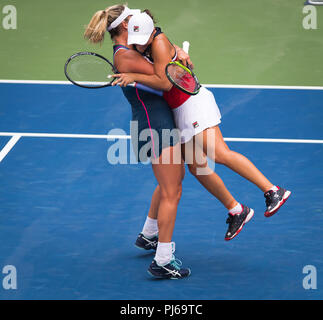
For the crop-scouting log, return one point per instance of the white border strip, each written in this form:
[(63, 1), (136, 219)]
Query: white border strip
[(114, 137), (65, 135), (10, 144), (238, 86)]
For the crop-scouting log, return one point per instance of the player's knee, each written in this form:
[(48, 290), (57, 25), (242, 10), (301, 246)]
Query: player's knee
[(196, 169), (172, 194), (221, 156)]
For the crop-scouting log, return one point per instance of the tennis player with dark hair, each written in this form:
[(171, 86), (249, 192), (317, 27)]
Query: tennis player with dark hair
[(152, 113), (206, 138)]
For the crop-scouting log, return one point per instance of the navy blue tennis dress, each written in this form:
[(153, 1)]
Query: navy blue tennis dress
[(156, 126)]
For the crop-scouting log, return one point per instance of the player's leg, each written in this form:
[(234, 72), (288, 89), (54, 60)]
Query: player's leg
[(148, 237), (197, 163), (213, 144), (169, 174)]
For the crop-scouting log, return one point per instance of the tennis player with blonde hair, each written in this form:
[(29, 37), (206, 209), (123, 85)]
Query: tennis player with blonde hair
[(206, 137)]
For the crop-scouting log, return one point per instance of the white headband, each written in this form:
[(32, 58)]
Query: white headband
[(126, 12)]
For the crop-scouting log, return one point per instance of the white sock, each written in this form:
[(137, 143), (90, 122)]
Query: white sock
[(150, 228), (235, 210), (164, 252)]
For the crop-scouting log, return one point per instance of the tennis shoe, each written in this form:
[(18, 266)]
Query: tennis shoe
[(146, 243), (172, 270), (237, 221), (275, 199)]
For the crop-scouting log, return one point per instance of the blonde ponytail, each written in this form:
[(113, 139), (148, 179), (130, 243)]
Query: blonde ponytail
[(97, 27)]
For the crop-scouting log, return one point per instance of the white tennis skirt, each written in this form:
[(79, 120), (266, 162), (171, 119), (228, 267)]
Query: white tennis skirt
[(196, 114)]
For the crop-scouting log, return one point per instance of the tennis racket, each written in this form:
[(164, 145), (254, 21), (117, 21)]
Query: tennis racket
[(89, 70), (92, 71), (183, 77)]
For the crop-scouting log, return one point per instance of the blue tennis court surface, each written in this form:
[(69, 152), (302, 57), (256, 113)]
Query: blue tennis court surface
[(69, 218)]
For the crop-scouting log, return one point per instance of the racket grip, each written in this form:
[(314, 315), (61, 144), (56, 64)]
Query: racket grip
[(186, 46), (148, 89)]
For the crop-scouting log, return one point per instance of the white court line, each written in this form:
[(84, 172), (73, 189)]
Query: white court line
[(206, 85), (15, 136), (10, 144), (65, 135), (113, 137)]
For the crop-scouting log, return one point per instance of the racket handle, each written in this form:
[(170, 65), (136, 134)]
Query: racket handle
[(186, 46), (148, 89)]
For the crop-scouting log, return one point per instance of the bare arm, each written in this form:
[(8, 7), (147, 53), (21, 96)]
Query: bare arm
[(161, 50), (132, 61)]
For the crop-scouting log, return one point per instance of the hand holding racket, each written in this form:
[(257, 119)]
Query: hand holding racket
[(183, 77), (92, 71)]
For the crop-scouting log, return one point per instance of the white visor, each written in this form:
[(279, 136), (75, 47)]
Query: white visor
[(140, 28), (125, 13)]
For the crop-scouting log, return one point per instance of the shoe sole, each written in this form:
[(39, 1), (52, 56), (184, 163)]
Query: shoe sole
[(280, 203), (141, 248), (168, 278), (248, 218)]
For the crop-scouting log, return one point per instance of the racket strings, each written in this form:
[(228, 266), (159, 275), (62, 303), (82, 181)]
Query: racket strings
[(90, 70), (182, 78)]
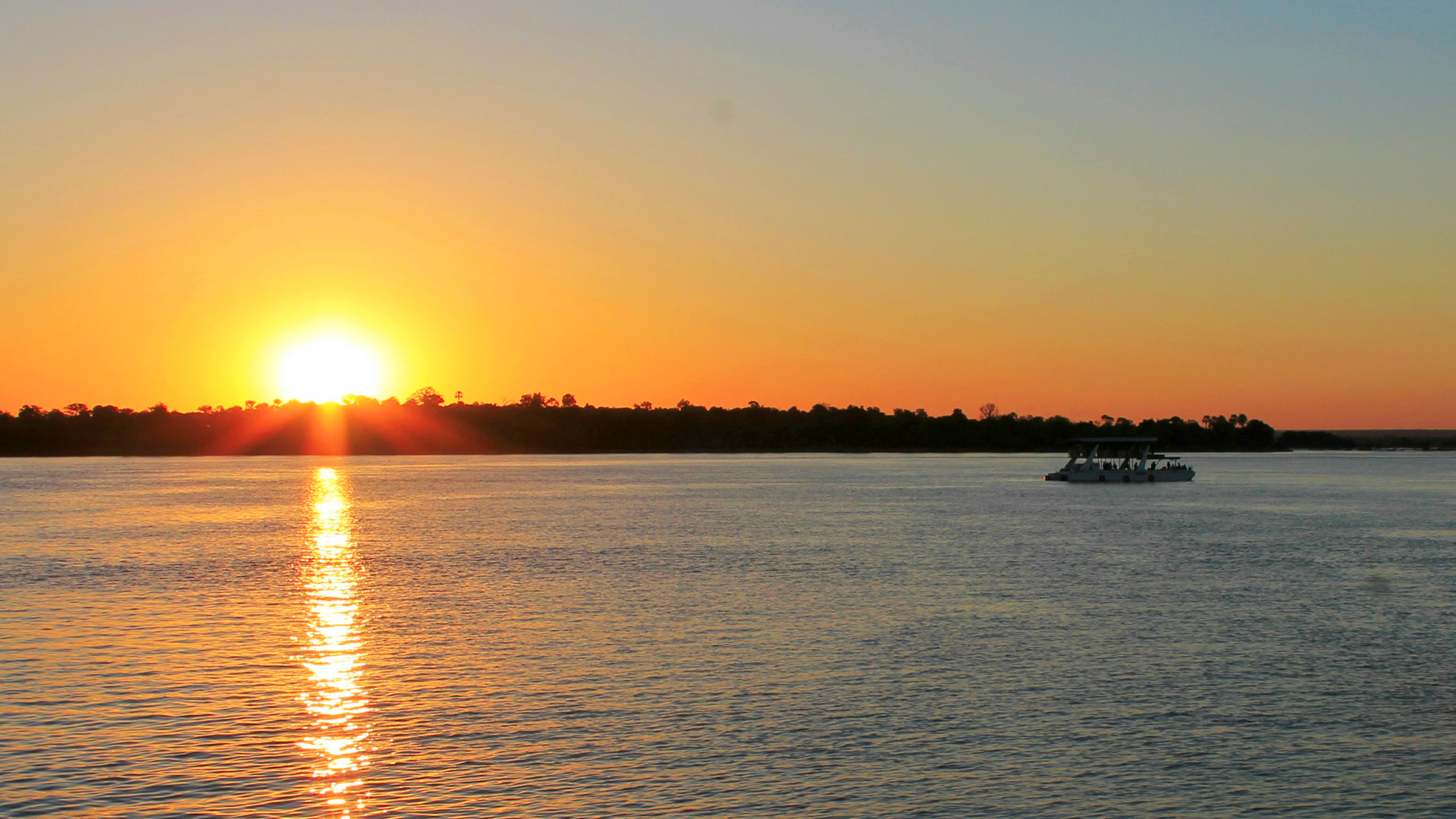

● ● ● ● ● ● ●

Turn all the lines above into a Markdown table with the columns Row and Line, giving each line its row number and skipping blank lines. Leave the pictures out.

**Task solution**
| Row | Line |
|---|---|
| 1 | For the crop-scouting log, return one point per instance of the white border strip, each written in this form: |
| 2 | [(63, 1), (136, 219)] |
| 3 | Query: white border strip |
| 4 | [(114, 137), (65, 135), (10, 144), (238, 86)] |
| 5 | For the crop-scouting log, return one point per instance of the player's knee, each written in this form: |
| 6 | [(48, 290), (57, 25), (242, 10), (301, 246)] |
| 7 | Query: player's knee |
| 8 | [(196, 169), (172, 194), (221, 156)] |
| 9 | For the crop-scouting log, return one point per instance of the tennis player with dark hair, each written in this form: |
| 10 | [(171, 86), (249, 192), (317, 27)] |
| 11 | Query: tennis player with dark hair |
| 12 | [(152, 113), (206, 138)] |
| 13 | For the crop-scouting log, return one point per instance of the navy blue tennis dress, each written in this form: |
| 14 | [(153, 1)] |
| 15 | Query: navy blue tennis dress |
| 16 | [(156, 126)] |
| 17 | For the crop-scouting log, return one point per instance of the player's leg, each written in this form: |
| 18 | [(234, 72), (288, 89), (54, 60)] |
| 19 | Query: player's leg |
| 20 | [(148, 237), (197, 163), (213, 144), (169, 174)] |
| 21 | For the crop-scouting log, return one point per instance of the tennis player with blonde hair, each written in this form: |
| 22 | [(29, 37), (206, 209), (123, 85)] |
| 23 | Query: tennis player with blonde hair |
| 24 | [(206, 137)] |
| 25 | For the crop-scouting log, return one point per instance of the white headband, each written in this form: |
| 26 | [(32, 58)] |
| 27 | Query: white headband |
| 28 | [(126, 12)] |
| 29 | For the crop-scouting log, return one point per instance of the white sock, each written in this form: |
| 30 | [(137, 143), (90, 122)] |
| 31 | Query: white sock |
| 32 | [(150, 228), (235, 210), (164, 252)] |
| 33 | For the crop-scouting log, return one point per instance of the tennis shoe, each written in this form: |
| 34 | [(18, 266)] |
| 35 | Query: tennis shoe |
| 36 | [(146, 243), (172, 270), (237, 221), (275, 199)] |
| 37 | For the crop-scouting log, return one point per instance of the blonde ponytail, each written in this form: |
| 38 | [(113, 139), (148, 179), (130, 243)] |
| 39 | Query: blonde ponytail |
| 40 | [(97, 27)] |
| 41 | For the crop-scouting log, return one point per instance of the white tennis skirt, each written in this form: |
| 42 | [(79, 120), (266, 162), (171, 119), (228, 267)] |
| 43 | Query: white tennis skirt |
| 44 | [(196, 114)] |
| 45 | For the crop-scouting log, return one point per instance of the tennis racket, each written in this form: |
| 46 | [(164, 145), (254, 21), (117, 21)] |
| 47 | Query: tennis racket |
| 48 | [(89, 70), (92, 71), (183, 77)] |
| 49 | For the crop-scouting log, return one point per instance of the blue tennis court surface, each written in this form: |
| 50 | [(69, 152), (302, 57), (256, 113)] |
| 51 | Query: blue tennis court surface |
| 52 | [(69, 218)] |
| 53 | For the crop-scouting log, return one point per instance of the racket grip, each written in this form: |
| 54 | [(314, 315), (61, 144), (56, 64)] |
| 55 | Query: racket grip |
| 56 | [(186, 46), (148, 89)] |
| 57 | For the crop-scouting log, return one point per instance of the white court line, each written in this form: |
| 58 | [(84, 172), (73, 189)] |
| 59 | Query: white court line |
| 60 | [(206, 85), (15, 136), (10, 144), (65, 135), (113, 137)] |
| 61 | For the crop-scouting log, return one point per instance of the racket handle, each written in this form: |
| 62 | [(170, 65), (136, 134)] |
| 63 | Query: racket handle |
| 64 | [(186, 46), (148, 89)] |
| 65 | For the crop-scouting log, return one point per instance of the bare arm, each written in this form: |
| 66 | [(8, 7), (147, 53), (21, 96)] |
| 67 | Query: bare arm |
| 68 | [(161, 50), (132, 61)] |
| 69 | For the crop-scouting log, return one point per instance of the hand holding racket, each written in this form: |
| 70 | [(257, 119)] |
| 71 | Query: hand holding racket |
| 72 | [(183, 77), (92, 71)] |
| 73 | For the crop-scouting log, return one point per instance of the white visor, each written in this form: |
| 74 | [(279, 136), (75, 47)] |
| 75 | Query: white visor |
| 76 | [(140, 28), (125, 13)] |
| 77 | For the crop-scouting log, return one point per instance of the shoe sole, each written in this form: |
| 78 | [(39, 1), (52, 56), (184, 163)] |
| 79 | Query: shoe sole |
| 80 | [(280, 203), (141, 248), (168, 278), (248, 218)] |
| 81 | For the crop-scouting log, return one point per instance of the racket strings, each written in this form: |
| 82 | [(228, 266), (159, 275), (62, 303), (82, 181)] |
| 83 | Query: racket strings |
| 84 | [(90, 70), (182, 78)] |